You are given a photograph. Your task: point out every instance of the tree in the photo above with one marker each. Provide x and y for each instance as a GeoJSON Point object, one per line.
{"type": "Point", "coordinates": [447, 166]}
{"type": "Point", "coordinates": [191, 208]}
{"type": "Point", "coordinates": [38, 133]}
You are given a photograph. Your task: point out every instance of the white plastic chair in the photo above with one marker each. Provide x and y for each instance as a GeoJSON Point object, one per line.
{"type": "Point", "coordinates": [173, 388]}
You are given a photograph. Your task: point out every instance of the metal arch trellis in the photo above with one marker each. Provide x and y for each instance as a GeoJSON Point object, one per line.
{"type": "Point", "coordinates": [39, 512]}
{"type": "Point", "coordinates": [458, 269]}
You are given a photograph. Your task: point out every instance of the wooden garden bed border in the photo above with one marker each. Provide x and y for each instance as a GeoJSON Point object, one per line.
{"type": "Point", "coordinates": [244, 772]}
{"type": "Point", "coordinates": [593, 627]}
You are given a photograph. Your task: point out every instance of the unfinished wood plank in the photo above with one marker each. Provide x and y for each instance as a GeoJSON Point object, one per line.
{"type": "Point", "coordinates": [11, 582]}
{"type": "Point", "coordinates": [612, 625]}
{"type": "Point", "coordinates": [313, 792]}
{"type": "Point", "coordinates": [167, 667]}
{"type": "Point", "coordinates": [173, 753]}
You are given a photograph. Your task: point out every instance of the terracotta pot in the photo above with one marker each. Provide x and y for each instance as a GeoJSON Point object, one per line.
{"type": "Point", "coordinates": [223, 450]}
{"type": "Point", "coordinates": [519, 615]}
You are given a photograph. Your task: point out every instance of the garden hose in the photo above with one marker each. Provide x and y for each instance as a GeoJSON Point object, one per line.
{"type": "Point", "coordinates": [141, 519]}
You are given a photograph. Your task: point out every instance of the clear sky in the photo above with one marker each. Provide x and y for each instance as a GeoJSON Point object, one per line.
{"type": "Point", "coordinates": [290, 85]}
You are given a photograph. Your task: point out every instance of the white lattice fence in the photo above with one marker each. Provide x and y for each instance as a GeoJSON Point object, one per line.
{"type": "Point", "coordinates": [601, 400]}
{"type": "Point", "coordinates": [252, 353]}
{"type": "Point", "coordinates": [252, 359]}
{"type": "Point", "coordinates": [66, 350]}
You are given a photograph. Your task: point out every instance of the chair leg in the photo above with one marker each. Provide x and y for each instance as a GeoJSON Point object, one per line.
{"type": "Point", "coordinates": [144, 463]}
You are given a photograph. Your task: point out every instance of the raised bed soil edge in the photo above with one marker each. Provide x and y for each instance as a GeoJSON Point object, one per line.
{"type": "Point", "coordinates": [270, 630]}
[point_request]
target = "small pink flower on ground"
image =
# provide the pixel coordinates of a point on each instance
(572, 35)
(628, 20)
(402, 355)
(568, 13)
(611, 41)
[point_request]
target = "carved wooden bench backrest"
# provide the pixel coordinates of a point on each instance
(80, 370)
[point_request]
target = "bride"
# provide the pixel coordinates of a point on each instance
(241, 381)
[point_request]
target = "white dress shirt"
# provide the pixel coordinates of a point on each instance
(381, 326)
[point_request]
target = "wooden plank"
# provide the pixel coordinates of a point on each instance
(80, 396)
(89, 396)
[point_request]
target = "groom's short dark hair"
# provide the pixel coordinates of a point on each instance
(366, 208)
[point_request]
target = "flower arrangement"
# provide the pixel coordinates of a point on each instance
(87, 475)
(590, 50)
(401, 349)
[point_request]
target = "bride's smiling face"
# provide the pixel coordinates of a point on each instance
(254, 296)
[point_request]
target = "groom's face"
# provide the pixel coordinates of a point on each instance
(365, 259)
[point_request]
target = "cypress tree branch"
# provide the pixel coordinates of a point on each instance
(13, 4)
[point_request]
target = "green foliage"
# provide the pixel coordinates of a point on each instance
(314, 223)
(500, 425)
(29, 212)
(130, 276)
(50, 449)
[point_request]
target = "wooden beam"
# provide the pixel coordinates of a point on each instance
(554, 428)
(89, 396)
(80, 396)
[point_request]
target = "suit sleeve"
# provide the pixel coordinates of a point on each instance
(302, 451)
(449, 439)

### Work required
Tell how many lines in the material above have the string "bride", using only the number.

### Answer to this problem
2